** Opening Records for processing block **
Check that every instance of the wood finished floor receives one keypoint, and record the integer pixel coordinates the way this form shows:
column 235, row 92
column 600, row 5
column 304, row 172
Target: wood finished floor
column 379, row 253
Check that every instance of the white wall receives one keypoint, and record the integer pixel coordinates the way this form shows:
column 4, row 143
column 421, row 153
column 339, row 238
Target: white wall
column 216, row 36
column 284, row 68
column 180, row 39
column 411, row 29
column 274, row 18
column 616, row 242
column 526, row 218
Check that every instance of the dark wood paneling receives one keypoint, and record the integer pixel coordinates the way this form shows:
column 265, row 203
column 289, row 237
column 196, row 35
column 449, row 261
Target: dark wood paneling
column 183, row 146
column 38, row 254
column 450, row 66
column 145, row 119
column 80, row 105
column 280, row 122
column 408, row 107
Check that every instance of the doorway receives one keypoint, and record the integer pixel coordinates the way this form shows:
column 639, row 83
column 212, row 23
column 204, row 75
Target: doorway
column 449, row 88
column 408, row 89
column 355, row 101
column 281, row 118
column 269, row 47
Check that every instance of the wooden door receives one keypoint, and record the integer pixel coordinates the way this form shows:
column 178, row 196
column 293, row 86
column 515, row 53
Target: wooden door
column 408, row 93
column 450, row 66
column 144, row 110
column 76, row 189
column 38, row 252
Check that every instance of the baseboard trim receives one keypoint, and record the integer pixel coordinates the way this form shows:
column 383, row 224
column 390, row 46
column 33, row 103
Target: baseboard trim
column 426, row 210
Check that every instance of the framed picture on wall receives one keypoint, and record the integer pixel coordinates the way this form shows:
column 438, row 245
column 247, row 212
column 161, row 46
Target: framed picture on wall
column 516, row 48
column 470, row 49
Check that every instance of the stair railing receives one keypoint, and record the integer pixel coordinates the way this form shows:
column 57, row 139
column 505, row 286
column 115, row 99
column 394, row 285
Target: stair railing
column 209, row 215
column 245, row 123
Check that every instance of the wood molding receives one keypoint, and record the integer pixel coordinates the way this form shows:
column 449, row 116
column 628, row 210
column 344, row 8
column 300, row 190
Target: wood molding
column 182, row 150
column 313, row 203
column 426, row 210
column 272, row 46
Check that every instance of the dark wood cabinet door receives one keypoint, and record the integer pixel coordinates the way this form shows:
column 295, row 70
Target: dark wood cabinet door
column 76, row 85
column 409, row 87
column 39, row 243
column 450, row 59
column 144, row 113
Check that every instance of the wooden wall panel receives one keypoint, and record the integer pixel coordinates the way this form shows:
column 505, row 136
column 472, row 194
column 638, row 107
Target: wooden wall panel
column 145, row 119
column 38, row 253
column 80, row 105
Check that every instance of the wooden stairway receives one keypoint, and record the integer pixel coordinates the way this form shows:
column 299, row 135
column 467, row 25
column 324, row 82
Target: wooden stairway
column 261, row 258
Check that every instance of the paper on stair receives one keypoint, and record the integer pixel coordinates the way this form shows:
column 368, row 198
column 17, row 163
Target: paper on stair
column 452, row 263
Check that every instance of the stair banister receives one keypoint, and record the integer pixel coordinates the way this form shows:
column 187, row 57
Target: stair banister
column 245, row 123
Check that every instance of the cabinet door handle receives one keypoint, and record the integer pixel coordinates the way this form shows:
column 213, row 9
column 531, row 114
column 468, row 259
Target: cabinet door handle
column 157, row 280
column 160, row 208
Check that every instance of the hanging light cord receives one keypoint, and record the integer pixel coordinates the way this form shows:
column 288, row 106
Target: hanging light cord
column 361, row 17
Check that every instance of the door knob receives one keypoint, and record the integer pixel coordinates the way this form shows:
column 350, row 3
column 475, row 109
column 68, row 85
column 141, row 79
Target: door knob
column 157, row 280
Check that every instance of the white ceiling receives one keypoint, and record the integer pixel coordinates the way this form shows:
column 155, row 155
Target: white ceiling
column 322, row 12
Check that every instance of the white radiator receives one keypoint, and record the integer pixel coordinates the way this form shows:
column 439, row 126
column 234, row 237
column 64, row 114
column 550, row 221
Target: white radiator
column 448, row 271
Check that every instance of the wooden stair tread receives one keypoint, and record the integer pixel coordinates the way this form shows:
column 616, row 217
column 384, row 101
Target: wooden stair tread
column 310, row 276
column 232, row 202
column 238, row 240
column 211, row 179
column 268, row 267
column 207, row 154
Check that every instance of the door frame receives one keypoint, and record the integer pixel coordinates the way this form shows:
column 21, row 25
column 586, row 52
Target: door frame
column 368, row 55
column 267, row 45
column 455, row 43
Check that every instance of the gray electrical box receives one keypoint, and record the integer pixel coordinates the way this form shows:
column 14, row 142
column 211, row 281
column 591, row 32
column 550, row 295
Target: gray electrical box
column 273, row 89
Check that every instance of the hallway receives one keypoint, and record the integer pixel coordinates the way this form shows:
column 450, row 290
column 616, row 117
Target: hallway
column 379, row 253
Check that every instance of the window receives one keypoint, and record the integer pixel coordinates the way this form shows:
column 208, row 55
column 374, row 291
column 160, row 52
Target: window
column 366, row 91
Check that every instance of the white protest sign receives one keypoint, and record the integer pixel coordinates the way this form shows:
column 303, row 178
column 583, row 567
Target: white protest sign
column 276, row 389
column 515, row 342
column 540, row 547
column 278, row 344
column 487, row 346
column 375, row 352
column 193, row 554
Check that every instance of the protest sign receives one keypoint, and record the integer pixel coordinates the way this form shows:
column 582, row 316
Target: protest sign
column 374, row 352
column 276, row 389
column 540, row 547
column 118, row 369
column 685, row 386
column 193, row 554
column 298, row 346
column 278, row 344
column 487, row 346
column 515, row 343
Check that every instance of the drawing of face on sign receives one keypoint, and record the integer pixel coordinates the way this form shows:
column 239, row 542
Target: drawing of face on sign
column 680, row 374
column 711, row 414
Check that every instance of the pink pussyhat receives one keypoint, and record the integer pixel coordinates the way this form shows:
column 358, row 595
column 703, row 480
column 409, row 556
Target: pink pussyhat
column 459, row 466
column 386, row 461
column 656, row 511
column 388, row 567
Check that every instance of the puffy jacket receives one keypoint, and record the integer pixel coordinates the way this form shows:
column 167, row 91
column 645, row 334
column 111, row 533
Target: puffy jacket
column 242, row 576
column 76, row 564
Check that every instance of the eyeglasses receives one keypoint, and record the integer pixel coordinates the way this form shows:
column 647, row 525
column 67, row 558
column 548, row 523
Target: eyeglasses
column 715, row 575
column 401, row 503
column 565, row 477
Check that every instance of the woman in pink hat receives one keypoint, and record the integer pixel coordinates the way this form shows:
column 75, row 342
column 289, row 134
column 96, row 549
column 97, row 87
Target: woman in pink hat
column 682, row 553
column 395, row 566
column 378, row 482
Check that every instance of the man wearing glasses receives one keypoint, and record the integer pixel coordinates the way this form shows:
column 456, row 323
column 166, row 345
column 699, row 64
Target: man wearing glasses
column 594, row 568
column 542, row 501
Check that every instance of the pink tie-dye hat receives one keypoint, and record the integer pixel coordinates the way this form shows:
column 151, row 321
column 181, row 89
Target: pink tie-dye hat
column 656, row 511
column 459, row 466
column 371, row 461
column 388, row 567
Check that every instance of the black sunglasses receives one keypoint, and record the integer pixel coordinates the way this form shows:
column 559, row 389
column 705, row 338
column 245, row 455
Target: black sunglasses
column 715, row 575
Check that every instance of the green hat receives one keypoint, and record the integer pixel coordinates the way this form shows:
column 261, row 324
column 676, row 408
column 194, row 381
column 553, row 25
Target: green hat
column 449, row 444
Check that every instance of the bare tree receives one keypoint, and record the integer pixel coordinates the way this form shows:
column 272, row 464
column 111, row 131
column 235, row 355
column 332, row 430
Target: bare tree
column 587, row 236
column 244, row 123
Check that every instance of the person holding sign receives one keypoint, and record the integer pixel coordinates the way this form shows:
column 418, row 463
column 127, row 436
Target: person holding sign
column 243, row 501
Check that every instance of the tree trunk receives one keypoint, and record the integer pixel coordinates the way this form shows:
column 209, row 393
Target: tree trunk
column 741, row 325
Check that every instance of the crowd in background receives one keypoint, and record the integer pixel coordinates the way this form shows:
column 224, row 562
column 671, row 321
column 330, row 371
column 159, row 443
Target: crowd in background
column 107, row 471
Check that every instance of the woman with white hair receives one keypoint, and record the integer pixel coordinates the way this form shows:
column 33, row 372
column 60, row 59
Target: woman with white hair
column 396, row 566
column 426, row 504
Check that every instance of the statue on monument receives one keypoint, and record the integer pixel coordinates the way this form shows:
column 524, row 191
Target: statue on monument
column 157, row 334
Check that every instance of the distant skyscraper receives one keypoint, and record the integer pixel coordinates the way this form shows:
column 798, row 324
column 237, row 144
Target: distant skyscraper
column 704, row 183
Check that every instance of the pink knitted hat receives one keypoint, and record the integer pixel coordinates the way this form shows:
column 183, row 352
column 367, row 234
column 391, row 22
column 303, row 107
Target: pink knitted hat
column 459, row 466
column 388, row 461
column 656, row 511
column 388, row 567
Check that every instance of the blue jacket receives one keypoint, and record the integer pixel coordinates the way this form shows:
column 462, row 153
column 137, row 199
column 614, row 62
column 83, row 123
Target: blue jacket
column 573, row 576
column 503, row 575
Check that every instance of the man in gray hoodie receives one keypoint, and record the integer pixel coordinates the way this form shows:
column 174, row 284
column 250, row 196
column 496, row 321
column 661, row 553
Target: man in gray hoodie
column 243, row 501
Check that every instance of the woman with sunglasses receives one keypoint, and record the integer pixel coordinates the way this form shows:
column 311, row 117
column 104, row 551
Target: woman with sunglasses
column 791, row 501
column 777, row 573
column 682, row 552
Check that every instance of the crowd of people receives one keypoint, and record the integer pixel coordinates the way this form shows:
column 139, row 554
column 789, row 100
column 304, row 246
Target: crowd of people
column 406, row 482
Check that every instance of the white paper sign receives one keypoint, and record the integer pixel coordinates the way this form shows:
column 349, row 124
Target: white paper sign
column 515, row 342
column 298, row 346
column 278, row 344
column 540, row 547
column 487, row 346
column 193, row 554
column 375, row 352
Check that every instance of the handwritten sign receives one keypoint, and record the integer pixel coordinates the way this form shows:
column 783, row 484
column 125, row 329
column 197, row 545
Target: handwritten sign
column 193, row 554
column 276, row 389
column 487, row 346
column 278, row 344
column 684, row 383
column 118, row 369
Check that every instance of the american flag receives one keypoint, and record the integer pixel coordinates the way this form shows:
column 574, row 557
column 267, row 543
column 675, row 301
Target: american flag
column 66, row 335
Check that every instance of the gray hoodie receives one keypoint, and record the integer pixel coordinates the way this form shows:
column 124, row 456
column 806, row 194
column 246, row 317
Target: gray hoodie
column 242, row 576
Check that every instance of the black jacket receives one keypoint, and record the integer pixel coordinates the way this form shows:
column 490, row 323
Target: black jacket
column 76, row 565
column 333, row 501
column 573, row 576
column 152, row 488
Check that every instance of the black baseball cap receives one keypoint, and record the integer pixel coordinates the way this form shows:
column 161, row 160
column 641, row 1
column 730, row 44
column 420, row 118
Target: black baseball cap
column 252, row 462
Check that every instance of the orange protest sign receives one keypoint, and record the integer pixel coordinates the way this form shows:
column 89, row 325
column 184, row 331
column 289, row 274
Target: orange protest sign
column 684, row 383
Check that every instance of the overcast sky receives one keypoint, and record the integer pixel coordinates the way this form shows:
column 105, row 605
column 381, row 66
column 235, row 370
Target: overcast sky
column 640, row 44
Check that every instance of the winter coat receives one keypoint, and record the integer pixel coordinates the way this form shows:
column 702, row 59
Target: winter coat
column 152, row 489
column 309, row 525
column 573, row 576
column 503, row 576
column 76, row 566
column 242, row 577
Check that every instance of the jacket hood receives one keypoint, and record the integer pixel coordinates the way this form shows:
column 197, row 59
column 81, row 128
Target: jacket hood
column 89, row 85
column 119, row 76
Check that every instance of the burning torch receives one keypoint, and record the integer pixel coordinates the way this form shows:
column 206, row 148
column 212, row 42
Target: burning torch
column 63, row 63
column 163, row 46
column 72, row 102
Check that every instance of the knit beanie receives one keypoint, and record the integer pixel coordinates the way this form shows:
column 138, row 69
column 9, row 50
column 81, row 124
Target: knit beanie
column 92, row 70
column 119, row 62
** Closing Records for processing block **
• Exercise directions
Out of the listing above, reproduce exactly the lines from the one with "column 311, row 117" up to and including the one with "column 675, row 301".

• Problem solution
column 311, row 117
column 104, row 551
Target: woman with sunglasses
column 791, row 501
column 777, row 573
column 682, row 552
Check that every instance of the crowd of people receives one keypoint, and record the integer pixel coordinates the way this form shows:
column 139, row 554
column 789, row 100
column 304, row 246
Target: crowd of people
column 406, row 482
Check that every instance of the white paper sign receives one keypoint, and record the integer pixel coordinates the way this form shows:
column 349, row 124
Target: white paper sign
column 515, row 342
column 298, row 346
column 278, row 344
column 540, row 547
column 487, row 346
column 193, row 554
column 375, row 352
Check that every instance of the handwritten sign receives one keypoint, and record the integer pixel coordinates the way this form shows:
column 783, row 484
column 125, row 329
column 197, row 545
Target: handwritten sign
column 193, row 554
column 276, row 389
column 487, row 346
column 278, row 344
column 684, row 383
column 118, row 369
Check that every instance of the american flag receives one keypoint, and record the integer pixel coordinates the way this form shows:
column 574, row 557
column 267, row 543
column 675, row 301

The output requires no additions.